- **TASK DESCRIPTION**
Give every entry again, word for word and in full.

- **THE INPUT**

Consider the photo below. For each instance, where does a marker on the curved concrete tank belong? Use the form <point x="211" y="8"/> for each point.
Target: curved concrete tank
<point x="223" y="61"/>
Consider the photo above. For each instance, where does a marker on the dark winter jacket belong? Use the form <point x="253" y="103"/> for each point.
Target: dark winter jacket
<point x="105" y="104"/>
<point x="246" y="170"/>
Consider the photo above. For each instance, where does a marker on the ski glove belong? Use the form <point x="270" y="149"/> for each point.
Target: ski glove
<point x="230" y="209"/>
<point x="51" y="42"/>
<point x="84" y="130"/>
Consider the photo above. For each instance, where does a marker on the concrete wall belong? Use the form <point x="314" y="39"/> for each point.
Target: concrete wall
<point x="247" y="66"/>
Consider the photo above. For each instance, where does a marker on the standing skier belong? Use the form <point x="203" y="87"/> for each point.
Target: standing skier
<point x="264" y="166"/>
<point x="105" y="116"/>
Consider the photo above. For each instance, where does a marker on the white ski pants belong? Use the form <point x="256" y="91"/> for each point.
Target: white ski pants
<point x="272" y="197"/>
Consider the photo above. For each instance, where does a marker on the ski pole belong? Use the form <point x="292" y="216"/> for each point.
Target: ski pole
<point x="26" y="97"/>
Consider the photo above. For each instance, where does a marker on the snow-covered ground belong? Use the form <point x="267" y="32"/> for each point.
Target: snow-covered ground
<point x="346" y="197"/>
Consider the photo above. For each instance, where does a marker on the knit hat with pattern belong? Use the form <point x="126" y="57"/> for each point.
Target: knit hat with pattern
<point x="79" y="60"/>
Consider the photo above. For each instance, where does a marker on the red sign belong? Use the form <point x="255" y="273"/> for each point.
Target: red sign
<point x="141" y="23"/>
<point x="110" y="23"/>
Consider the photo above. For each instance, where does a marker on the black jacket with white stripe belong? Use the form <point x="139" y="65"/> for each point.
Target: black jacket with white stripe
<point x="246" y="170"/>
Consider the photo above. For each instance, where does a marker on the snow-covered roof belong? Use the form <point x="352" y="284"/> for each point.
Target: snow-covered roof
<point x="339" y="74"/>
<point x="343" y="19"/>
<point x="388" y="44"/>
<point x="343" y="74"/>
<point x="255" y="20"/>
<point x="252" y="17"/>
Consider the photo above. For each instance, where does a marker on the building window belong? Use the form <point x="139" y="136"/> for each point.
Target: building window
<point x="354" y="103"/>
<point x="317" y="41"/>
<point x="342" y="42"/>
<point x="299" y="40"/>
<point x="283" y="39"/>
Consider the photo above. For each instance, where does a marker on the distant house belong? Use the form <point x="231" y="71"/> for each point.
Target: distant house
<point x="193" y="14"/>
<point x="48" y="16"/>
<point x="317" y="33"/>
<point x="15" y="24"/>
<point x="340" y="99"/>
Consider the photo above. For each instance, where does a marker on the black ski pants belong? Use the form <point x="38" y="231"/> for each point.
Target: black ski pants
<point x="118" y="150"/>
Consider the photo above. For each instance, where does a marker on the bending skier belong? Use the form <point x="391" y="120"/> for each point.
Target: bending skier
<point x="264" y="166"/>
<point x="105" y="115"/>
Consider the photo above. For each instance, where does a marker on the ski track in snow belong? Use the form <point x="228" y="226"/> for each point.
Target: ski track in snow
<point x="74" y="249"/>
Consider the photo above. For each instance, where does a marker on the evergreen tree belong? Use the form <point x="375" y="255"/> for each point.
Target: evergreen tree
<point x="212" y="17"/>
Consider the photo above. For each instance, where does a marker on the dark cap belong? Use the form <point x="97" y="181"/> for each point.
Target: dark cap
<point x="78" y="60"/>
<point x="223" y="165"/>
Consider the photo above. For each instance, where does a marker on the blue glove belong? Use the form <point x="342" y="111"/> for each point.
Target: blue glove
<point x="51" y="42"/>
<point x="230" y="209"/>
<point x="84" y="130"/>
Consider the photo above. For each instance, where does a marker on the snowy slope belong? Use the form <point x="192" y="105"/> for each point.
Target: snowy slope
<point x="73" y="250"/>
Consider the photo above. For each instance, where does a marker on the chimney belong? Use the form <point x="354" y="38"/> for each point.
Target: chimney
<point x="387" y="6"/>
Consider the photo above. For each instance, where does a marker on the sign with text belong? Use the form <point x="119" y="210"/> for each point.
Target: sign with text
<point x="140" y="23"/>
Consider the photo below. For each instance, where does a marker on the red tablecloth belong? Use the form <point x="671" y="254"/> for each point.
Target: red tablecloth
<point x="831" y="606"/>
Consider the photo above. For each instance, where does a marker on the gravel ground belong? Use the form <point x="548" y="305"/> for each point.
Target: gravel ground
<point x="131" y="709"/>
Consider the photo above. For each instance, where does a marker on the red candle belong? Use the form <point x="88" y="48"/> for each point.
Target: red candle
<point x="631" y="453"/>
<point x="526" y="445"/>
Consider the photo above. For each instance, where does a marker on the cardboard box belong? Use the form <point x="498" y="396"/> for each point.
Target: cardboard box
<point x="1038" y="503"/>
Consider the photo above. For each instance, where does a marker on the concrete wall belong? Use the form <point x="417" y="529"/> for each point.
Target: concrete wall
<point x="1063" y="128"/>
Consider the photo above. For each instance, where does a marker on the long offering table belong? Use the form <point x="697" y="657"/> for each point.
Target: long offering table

- **COMPLETED TASK**
Consider the photo below. For each instance, where does a marker on the curved concrete tank belong? Use the form <point x="211" y="8"/> for each point.
Target: curved concrete tank
<point x="223" y="61"/>
Consider the photo above. For each instance, where does a marker on the dark winter jacket belong? Use the form <point x="253" y="103"/> for each point.
Target: dark winter jacket
<point x="105" y="104"/>
<point x="246" y="170"/>
Consider the photo above. For each instance, where does a marker on the ski glove belong? Use the form <point x="270" y="149"/> for each point.
Target: ski glove
<point x="230" y="209"/>
<point x="51" y="42"/>
<point x="84" y="130"/>
Consider the photo above. For each instance, where does a marker on the concrete wall belong? Use the form <point x="314" y="39"/> for each point.
Target: concrete wall
<point x="247" y="66"/>
Consider the photo above. For each instance, where does a marker on the standing skier belong? Use the form <point x="203" y="87"/> for each point.
Target: standing skier
<point x="264" y="166"/>
<point x="105" y="116"/>
Consider the photo above. For each instance, where does a marker on the white ski pants belong? Use the form <point x="256" y="91"/> for each point.
Target: white ski pants
<point x="272" y="197"/>
Consider the photo above. For each instance, where does a marker on the ski pole belong? Use the form <point x="292" y="216"/> for each point.
Target: ski pole
<point x="26" y="97"/>
Consider the photo above. For each instance, where does a marker on the snow-covered ground belong? Use the form <point x="267" y="32"/> for each point.
Target: snow-covered ground
<point x="346" y="197"/>
Consider the photo above. For each instance, where does a marker on the knit hat with pattern belong? Use the form <point x="126" y="57"/> for each point.
Target: knit hat with pattern
<point x="79" y="60"/>
Consider the photo above. For each instance, where does a marker on the red sign belong? Use the form <point x="255" y="273"/> for each point.
Target: red sign
<point x="141" y="23"/>
<point x="110" y="23"/>
Consider the photo above. For each instance, where does a marker on the black jacket with white stripe belong? Use the form <point x="139" y="65"/> for each point.
Target: black jacket with white stripe
<point x="246" y="170"/>
Consider the photo above. For each instance, where does a marker on the snow-covered roof belong? Use the form <point x="352" y="284"/> for each point.
Target: snow-covered roof
<point x="339" y="74"/>
<point x="343" y="19"/>
<point x="388" y="44"/>
<point x="343" y="74"/>
<point x="255" y="20"/>
<point x="252" y="17"/>
Consider the photo above. For each instance, where does a marker on the building window belong? Use the form <point x="139" y="136"/> for each point.
Target: building window
<point x="354" y="103"/>
<point x="317" y="41"/>
<point x="342" y="42"/>
<point x="299" y="40"/>
<point x="283" y="39"/>
Consider the photo above. For each instance, where does a marker on the distant house belong? Use the form <point x="231" y="71"/> for each point.
Target: distant house
<point x="193" y="14"/>
<point x="48" y="16"/>
<point x="317" y="33"/>
<point x="15" y="24"/>
<point x="340" y="99"/>
Consider the photo above. For each instance, where does a marker on the black ski pants belong? Use the form <point x="38" y="231"/> for each point.
Target: black ski pants
<point x="118" y="150"/>
Consider the photo above. For each instance, where does a marker on the bending skier belong? Use the form <point x="391" y="120"/> for each point.
Target: bending skier
<point x="264" y="166"/>
<point x="105" y="115"/>
Consider the photo above. For each instance, where does a marker on the ski track in snow belong? Use the form <point x="228" y="226"/> for each point.
Target: ski track in snow
<point x="74" y="249"/>
Consider the photo above. For each instance, where does a marker on the evergreen tree belong? Use the form <point x="375" y="255"/> for each point.
Target: evergreen tree
<point x="212" y="17"/>
Consider the photo above. For each instance, where does a marker on the dark cap belong? Use the form <point x="97" y="181"/> for each point.
Target: dark cap
<point x="78" y="60"/>
<point x="223" y="165"/>
Consider the photo above. For each instance, where does a marker on the blue glove belong? Use the form <point x="342" y="111"/> for each point.
Target: blue glove
<point x="51" y="42"/>
<point x="230" y="209"/>
<point x="84" y="130"/>
Consider the photo above. For each instance, where does a marker on the snowy slope belong? Use the form <point x="192" y="105"/> for each point.
Target: snowy slope
<point x="73" y="250"/>
Consider the photo above. For each instance, where does a marker on the chimney belong? Use the form <point x="354" y="38"/> for each point.
Target: chimney
<point x="387" y="6"/>
Consider the photo above. For each instance, where does a marker on the sign with text belong? Use the form <point x="119" y="210"/> for each point.
Target: sign with text
<point x="140" y="23"/>
Consider the photo below. For each instance, where does a marker on the red tablecloth belong? Use the form <point x="671" y="254"/> for each point.
Target: red tablecloth
<point x="831" y="606"/>
Consider the photo above. For each instance, where does a marker on the gravel ground belong? Use the form <point x="548" y="305"/> for each point.
Target: gravel ground
<point x="131" y="709"/>
Consider the photo above. For each instance, where does a marker on the red candle belong? Use the form <point x="88" y="48"/> for each point.
Target: red candle
<point x="631" y="453"/>
<point x="526" y="445"/>
Consider the photo above. For each instance, where does a marker on the cardboard box belong? Use the form <point x="498" y="396"/> for each point.
Target: cardboard box
<point x="1038" y="503"/>
Consider the photo above. For each instance, where does a marker on the concrete wall belong? Use the form <point x="417" y="529"/> for each point.
Target: concrete wall
<point x="1063" y="128"/>
Consider the photo above. For each instance, where does a marker on the long offering table belong? Use the form <point x="697" y="657"/> for each point.
Target: long offering table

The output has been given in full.